Kutipan Bacaan:
= = = =

Kantor Pos, Surat, Tabungan dan Masa SD


Hal yang paling banyak mengisi kenanganku waktu SD adalah surat-menyurat. Tahun 2000 aku pindah ke Ciniru, Kuningan. Aku meninggalkan teman-teman kelas empatku di SD Tanah Baru,  meninggalkan jabatan ketua kelas tanpa sempat memilih siapa penggantiku, meninggalkan sepupu, keluarga besar, dan semuanya. Di tempat yang baru, aku dengan mudah mendapatkan teman tanpa perlu menunggu berganti hari. Tapi itu tidak membuatku berhenti berhubungan dengan mereka. Ada dua orang yang rutin kukirimi surat: sepupuku dan kakek. Karena letak kantor pos tidak jauh dari sekolah dan rumahku, kantor pos adalah kantor pertama yang paling sering kukunjungi. Tidak hanya mengirim surat, tapi juga menabung. Saat itu aku nabung di Batara yang bekerja sama dengan pos. Awalnya, aku kira tabungan Batara adalah milik pos. Tapi ternyata bukan. Ada lebih dari tiga buku tabungan berwarna kuning dengan gambar celengan tanah liat di sampul depannya yang kusetorkan setiap ke sana: punyaku dan dua saudaraku. Yang paling membuatku kagum adalah cara pak pos memberi cap di buku tabungan dan prangko surat. Capnya bukan cap biasa. Tapi seperti palu, sehingga menimbulkan suara pukulan yang keras.

= = = =

Daftar Entri:
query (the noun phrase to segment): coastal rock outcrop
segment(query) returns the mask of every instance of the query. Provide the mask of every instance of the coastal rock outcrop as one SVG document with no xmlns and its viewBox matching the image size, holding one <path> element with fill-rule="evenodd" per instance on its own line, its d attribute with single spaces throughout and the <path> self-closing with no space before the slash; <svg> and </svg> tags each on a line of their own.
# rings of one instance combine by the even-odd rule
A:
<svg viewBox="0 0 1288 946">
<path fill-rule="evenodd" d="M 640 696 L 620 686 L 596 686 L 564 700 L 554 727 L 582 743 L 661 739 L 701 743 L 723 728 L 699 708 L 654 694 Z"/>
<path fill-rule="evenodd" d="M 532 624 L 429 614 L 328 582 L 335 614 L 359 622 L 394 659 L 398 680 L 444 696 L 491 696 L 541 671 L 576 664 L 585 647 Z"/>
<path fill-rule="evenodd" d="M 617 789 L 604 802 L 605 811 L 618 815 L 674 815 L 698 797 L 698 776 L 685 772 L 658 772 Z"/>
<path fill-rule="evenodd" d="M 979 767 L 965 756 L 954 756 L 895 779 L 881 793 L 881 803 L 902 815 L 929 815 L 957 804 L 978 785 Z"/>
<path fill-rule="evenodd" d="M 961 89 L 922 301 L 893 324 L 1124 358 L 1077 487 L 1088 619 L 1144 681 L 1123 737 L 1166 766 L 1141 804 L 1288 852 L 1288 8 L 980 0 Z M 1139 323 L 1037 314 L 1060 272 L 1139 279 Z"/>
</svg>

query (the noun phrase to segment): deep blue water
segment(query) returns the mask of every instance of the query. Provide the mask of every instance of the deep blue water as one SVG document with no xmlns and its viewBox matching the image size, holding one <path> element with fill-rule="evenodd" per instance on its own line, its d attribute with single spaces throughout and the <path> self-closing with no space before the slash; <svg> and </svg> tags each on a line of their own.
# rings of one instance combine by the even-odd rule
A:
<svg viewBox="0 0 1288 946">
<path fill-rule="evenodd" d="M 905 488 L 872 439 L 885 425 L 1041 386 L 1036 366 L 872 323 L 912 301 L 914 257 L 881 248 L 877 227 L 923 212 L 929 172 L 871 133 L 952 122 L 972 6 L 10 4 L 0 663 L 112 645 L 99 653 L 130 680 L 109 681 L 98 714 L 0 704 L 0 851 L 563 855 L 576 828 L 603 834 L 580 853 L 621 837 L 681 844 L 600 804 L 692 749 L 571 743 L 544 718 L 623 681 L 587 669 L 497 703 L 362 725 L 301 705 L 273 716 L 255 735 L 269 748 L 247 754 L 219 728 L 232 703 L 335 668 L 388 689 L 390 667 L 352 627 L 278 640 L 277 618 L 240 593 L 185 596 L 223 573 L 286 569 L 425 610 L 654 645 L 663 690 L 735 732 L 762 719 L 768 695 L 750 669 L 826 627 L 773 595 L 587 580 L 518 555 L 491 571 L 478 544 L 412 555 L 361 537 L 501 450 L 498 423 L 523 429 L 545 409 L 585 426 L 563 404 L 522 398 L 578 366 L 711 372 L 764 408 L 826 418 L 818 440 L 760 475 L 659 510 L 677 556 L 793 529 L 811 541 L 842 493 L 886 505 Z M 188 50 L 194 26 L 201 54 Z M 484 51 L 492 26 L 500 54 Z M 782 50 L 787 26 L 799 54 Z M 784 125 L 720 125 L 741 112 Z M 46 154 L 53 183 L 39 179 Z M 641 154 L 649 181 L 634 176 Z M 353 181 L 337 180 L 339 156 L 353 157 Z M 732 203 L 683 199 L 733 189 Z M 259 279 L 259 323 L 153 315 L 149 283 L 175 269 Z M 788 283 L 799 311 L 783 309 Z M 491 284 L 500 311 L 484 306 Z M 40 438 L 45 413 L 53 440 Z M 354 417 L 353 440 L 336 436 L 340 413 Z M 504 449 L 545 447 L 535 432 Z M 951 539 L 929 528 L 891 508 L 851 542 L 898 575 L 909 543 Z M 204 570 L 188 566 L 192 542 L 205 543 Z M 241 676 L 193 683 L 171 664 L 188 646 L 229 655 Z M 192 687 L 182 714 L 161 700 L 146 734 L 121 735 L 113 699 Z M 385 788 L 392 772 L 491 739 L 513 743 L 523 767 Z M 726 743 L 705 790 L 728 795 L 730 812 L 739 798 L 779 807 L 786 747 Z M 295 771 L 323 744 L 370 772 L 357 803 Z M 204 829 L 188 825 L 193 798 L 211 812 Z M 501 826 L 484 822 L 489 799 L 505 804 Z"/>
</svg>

= = = =

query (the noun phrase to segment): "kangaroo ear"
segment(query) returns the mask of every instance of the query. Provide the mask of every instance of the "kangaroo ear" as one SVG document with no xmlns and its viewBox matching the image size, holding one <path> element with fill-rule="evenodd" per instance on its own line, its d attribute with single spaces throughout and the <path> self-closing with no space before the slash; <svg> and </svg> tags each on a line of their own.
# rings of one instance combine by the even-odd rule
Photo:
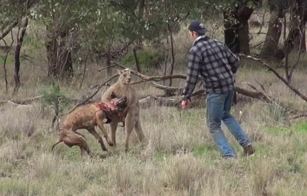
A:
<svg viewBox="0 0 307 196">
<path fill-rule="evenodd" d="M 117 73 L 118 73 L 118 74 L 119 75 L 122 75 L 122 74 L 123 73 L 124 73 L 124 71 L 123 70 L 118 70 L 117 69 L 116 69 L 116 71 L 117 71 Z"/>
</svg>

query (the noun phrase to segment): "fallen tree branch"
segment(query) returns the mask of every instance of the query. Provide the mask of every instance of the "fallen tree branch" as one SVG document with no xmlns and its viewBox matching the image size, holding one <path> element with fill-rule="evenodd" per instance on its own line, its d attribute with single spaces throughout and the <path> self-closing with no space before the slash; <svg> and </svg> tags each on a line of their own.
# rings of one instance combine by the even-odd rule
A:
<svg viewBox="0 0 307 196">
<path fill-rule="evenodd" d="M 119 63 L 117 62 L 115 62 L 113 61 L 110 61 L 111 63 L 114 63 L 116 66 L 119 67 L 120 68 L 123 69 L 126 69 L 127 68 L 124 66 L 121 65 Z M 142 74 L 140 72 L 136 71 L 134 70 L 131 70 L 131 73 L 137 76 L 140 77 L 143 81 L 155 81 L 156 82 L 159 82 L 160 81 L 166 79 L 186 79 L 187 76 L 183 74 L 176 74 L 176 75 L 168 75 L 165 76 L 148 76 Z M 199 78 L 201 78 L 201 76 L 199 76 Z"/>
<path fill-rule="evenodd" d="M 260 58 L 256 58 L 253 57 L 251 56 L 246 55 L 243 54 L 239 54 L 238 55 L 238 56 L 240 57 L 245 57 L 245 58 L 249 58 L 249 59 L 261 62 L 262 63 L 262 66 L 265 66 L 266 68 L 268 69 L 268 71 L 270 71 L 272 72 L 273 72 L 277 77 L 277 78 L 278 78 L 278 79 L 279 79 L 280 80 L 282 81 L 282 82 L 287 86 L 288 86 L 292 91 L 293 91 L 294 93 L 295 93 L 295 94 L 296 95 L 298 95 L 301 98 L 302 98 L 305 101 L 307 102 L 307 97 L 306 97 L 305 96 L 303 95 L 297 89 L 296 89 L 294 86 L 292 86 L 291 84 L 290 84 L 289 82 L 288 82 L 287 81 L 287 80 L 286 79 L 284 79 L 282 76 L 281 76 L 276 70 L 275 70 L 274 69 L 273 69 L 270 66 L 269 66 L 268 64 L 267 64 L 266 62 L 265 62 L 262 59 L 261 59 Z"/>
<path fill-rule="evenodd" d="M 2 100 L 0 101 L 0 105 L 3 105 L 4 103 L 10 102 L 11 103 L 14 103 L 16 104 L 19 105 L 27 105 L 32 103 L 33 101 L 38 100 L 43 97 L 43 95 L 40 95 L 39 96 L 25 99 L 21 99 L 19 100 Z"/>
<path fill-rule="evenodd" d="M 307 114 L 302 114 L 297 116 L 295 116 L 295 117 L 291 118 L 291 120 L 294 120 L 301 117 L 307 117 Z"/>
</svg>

= = = =

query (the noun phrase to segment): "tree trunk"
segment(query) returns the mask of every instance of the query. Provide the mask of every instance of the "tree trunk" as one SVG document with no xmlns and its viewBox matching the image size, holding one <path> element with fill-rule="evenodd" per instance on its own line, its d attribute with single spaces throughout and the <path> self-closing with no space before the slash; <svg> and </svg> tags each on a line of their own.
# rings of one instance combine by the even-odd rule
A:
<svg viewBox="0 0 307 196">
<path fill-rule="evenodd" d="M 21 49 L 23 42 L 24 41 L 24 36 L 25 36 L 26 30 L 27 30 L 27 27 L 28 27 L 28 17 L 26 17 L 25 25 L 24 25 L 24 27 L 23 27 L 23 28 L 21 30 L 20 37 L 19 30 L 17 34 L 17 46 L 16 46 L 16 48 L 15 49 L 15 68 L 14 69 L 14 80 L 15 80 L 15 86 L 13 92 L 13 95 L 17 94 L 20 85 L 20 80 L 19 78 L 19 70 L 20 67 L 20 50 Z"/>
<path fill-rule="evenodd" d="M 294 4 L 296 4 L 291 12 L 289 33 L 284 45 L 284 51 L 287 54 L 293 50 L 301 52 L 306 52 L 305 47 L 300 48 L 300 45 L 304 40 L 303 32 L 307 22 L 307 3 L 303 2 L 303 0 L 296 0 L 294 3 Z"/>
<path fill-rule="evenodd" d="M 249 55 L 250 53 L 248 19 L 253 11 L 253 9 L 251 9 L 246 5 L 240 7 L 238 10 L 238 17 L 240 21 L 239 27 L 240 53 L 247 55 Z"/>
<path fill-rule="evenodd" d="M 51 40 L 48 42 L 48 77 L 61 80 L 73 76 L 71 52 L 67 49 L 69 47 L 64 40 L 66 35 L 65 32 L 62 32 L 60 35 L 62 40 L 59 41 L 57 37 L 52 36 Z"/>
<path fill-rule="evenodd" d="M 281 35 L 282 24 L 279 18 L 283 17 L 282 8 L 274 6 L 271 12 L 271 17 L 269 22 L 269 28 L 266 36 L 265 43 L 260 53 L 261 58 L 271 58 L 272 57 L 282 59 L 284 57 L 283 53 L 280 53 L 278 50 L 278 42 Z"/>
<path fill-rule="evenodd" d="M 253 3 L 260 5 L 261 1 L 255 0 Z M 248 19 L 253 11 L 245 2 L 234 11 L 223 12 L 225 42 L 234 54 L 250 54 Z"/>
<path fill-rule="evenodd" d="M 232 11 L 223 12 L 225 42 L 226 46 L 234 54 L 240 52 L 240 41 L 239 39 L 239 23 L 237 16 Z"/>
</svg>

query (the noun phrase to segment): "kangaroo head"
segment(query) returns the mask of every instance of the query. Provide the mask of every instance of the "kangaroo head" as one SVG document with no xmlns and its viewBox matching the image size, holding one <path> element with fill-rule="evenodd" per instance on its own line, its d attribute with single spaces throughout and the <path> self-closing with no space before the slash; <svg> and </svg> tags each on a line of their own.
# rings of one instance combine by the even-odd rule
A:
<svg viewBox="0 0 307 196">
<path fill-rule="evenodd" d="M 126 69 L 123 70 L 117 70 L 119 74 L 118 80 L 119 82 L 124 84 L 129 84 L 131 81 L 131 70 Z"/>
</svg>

= = = =

Sambunglah kisah kenangan masa SD tentang kantor pos, surat-menyurat, dan tabungan itu, dimulai tepat sesudah kalimat terakhirnya.

Jawaban yang Diharapkan:
Pak posnya pun mengenalku sebagai anak SD yang selalu datang untuk mengirim surat atau menabung. Pak Edi(nama pak posnya) selalu menunggu kapan aku datang. Setiap aku datang, beliau sudah hafal. Kadang bukan hanya surat yang kukirim, kalo ada undian di TV atau majalah Bobo, aku suka iseng-iseng ngirim. Entah karena alasan apa, aku selalu mendapatkan majalah sapen(sahabat pena) dari kantor pos. Gratis. Mungkin emang gratis. Karena sudah biasa, aku selalu datang ke kantor pos sambil membawa surat untuk sepupuku atau kakek dan Pak Edi memberikan majalah Sapen jatah untukku. Tapi aku belum pernah mencoba punya sahabat pena. Aku sudah punya sapen: sepupu dan kakek. Aku pernah mengirim surat untuk dua teman SD-ku di Depok, tapi hanya sekali balas. Jadi aku lebih sering bertukat surat dengan sepupuku dan kakek. Tapi sayang, hanya tersisa satu surat dari sepupuku dan kakek yang masih kusimpan sampai sekarang.
Kantor pos di Ciniru sangat sederhana, kecil dan lantai pelurnya sudah bolong di beberapa tempat. Ada kawat yang memisahkan antara ruangan Pak Edi dan pengunjung yang tingginya dari atas meja—seperti meja antara nasabah dan teller di bank, tapi dari kayu—kira-kira satu meter. Ada kotak pos dari kayu di belakang pintu masuk yang lubangnya ada di dinding luar di samping pintu masuk. Satu-satunya kotak pos besi di Ciniru yang pernah kulihat hanya di pasar. Pertama kali melihat kotak warna oren itu aku begitu antusias.
Saat ini mungkin surat sudah jarang digunakan, tapi itu akan menjadi kenangan paling berharga dari masa SD-ku. Bahkan saat aku masuk pesantren, satu yang kucari dan menjadi pusat perhatianku adalah kotak pos.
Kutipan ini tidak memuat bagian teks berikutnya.